Work to complete ->
Please copy every line of the material below word for word, leaving each one unchanged.

────────

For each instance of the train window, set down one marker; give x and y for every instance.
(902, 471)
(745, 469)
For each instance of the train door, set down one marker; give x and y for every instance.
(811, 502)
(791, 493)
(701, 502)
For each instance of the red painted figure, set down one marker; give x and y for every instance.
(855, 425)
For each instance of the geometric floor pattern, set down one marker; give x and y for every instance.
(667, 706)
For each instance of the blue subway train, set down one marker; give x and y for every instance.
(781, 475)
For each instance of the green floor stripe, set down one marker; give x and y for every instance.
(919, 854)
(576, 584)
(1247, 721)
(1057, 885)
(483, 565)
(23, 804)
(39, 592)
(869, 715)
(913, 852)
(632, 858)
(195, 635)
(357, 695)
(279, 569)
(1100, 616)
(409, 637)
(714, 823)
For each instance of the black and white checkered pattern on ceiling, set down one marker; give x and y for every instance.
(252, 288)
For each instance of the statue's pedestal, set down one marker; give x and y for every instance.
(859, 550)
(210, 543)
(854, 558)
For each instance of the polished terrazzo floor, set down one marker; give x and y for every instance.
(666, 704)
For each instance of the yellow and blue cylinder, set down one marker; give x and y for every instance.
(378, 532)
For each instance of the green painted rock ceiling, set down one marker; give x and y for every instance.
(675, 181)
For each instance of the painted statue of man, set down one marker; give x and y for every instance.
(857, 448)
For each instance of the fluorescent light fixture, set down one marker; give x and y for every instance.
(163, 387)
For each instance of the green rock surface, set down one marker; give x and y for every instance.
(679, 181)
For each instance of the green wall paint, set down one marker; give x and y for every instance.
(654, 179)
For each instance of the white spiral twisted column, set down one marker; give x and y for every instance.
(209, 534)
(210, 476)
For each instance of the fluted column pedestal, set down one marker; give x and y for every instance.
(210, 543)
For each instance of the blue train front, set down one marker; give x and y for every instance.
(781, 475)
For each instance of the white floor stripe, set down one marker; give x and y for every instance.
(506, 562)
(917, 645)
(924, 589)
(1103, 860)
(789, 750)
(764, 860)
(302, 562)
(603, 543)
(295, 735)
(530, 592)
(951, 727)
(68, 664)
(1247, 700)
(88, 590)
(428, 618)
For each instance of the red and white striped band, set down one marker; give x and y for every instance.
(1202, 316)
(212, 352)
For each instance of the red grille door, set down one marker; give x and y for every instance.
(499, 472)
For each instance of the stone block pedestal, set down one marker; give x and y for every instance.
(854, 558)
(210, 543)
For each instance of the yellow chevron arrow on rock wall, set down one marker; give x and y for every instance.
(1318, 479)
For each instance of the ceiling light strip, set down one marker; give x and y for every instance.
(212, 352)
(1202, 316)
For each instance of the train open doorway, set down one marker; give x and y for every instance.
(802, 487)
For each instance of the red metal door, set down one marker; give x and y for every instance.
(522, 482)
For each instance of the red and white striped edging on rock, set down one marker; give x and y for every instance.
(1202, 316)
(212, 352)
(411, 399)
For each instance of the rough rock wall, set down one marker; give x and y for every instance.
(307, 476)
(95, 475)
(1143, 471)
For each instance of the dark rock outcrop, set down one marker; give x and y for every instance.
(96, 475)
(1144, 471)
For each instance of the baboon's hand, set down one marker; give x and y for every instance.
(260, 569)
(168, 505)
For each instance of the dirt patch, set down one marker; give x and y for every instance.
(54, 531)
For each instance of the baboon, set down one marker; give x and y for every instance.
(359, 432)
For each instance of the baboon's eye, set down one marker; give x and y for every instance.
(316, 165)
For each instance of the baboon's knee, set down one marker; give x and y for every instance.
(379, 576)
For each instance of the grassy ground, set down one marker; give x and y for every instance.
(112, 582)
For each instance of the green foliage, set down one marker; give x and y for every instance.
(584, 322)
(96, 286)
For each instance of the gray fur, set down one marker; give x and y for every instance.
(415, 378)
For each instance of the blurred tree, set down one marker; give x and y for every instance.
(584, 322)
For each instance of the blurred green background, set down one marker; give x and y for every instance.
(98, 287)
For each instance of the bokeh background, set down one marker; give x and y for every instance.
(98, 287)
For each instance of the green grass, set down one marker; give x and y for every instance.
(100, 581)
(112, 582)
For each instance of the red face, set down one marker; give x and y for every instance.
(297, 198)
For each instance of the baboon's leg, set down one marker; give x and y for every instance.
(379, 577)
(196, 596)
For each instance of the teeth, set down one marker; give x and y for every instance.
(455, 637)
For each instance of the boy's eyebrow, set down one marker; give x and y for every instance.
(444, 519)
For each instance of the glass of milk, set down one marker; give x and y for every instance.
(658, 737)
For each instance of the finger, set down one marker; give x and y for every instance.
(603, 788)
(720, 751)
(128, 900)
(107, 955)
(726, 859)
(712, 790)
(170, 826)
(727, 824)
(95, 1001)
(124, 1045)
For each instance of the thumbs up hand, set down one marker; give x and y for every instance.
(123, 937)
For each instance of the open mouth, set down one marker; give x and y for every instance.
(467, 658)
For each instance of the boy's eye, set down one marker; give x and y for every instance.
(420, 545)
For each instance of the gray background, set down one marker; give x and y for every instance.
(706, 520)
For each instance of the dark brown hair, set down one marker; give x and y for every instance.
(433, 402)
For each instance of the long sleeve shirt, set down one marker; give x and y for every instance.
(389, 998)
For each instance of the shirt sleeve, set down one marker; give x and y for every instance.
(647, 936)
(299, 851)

────────

Exercise solution ->
For each instance of the train window, set down one marker; give x and y for every instance.
(902, 471)
(745, 469)
For each instance of the train door, set down one marker; give x and y for every instance.
(811, 502)
(791, 493)
(701, 502)
For each instance of the red painted figure, set down one marker; give x and y for every instance.
(855, 425)
For each instance of the geometric floor pattern, set down one marker; give x and y for every instance.
(667, 706)
For each instance of the blue subway train, set down one marker; give x and y for every instance.
(781, 475)
For each instance of the green floor stripe, set down one marker; give x and y for every instance.
(919, 854)
(576, 584)
(1247, 721)
(1057, 885)
(483, 565)
(23, 804)
(39, 592)
(869, 715)
(913, 852)
(632, 858)
(195, 635)
(357, 695)
(279, 569)
(1100, 616)
(409, 637)
(714, 823)
For each instance of the black and white checkered pattern on ceiling, set down one marker; give x and y for every instance.
(252, 288)
For each instance of the statue's pedestal, set down one marker; give x and y for every instance.
(859, 550)
(210, 543)
(854, 558)
For each instance of the polished terrazzo floor, set down one marker; give x and y for every instance.
(666, 704)
For each instance of the yellow and blue cylinder, set down one marker; give x and y for every instance.
(378, 532)
For each instance of the green painted rock ceiling, set down one marker; give x and y for every instance.
(675, 181)
For each instance of the painted statue of man, set down one marker; give x and y for every instance.
(857, 448)
For each instance of the fluorescent light fixture, set down one marker; give x and y for every instance.
(163, 387)
For each instance of the green rock surface, set down one marker; give x and y for every instance.
(679, 181)
For each instance of the green wall paint, set down one marker; give x and y for every instance.
(654, 179)
For each instance of the white spiral twisted column, set down one marker; give x and y for every instance.
(209, 534)
(210, 476)
For each instance of the fluted column pedestal, set down one marker; give x and y for every instance.
(210, 543)
For each instance of the blue train front, set down one marker; give x and y for every instance.
(781, 475)
For each instance of the white floor stripe, set down one marker; give x and y for every instance.
(506, 562)
(917, 645)
(924, 589)
(1103, 860)
(789, 750)
(764, 860)
(302, 562)
(603, 543)
(295, 735)
(530, 592)
(951, 727)
(68, 664)
(1247, 700)
(88, 590)
(428, 618)
For each instance of the red and white striped band, set down one marker; give x and y for every instance.
(1202, 316)
(212, 352)
For each instance of the red grille door, set down one marker; give x and y for every instance.
(499, 472)
For each instance of the stone block pedestal, set down one marker; give x and y for every instance.
(854, 558)
(210, 543)
For each instance of the yellow chevron arrow on rock wall, set down one marker; give x and y for every instance.
(1318, 479)
For each instance of the ceiling light strip, set down one marker; give x and y for every instance.
(212, 352)
(1202, 316)
For each instance of the train open doorway, set down one marker; give x and y for every instance.
(802, 487)
For each instance of the red metal door, set down one marker; give x and y for every instance.
(522, 482)
For each instance of the red and white striped edging on rock, set down one marker; give x and y for every instance.
(1202, 316)
(212, 352)
(411, 399)
For each instance of the rough rock wall, set down one marker; give x and y for every instance.
(307, 476)
(95, 475)
(1143, 471)
For each instance of the dark rock outcrop, set down one marker; give x and y for every instance.
(96, 475)
(1144, 471)
For each instance of the baboon's hand, set down one marker; give x and y for every instance.
(260, 569)
(168, 505)
For each instance of the dirt patch, set down one marker; give x and y for every instance.
(54, 531)
For each instance of the baboon, set down one marker; give x and y for every instance.
(359, 432)
For each instance of the baboon's eye, set down one marker; give x and y for every instance.
(316, 165)
For each instance of the baboon's knee, set down one marker; give x and y for every instance.
(379, 576)
For each instance of the grassy ground, set down one marker; give x and y for every instance.
(112, 582)
For each instance of the green foliage, set down one marker; give x and y for every instance.
(584, 322)
(96, 286)
For each instance of the gray fur, set down one marker; give x and y for every instance.
(415, 378)
For each instance of the blurred tree, set down one marker; give x and y for every instance.
(584, 322)
For each instance of the blurred green background, set down one marker; give x and y for every instance.
(98, 287)
For each instance of the bokeh background, set down one marker; give x and y for every instance.
(98, 287)
For each instance of the green grass, set down one marker; give x and y for every instance.
(100, 581)
(112, 582)
For each instance of the red face, set down one marker; give x and y for every instance.
(297, 198)
For each instance of the baboon's leg, set down one marker; give x and y for every instance.
(379, 577)
(196, 596)
For each instance of the teeth, set down one marker; give x and y for every instance.
(455, 637)
For each instance of the boy's eyebrow, set down one marker; give x and y for every instance.
(444, 519)
For each instance of the glass of milk, set down one marker; give x and y for every instance.
(658, 737)
For each instance of the finger, set down one marker; give x and y for every instance.
(603, 788)
(720, 751)
(128, 900)
(107, 955)
(726, 859)
(712, 790)
(170, 826)
(727, 824)
(95, 1001)
(124, 1045)
For each instance of the thumbs up hand, set down one marker; give x and y for every instance.
(123, 937)
For each instance of the open mouth, set down one marker; give x and y for every instance.
(467, 658)
For each instance of the boy's eye, set down one marker; give x and y for every instance.
(420, 545)
For each instance of the gray background, set down one marker; give x and y for every instance.
(706, 520)
For each instance of the dark brown hair, set down one marker; give x and y for every instance.
(433, 402)
For each instance of the long sleeve shirt, set down one marker; give x and y for every instance.
(389, 998)
For each instance of the shirt sleeve, set down one marker; give x and y for every instance.
(647, 936)
(299, 851)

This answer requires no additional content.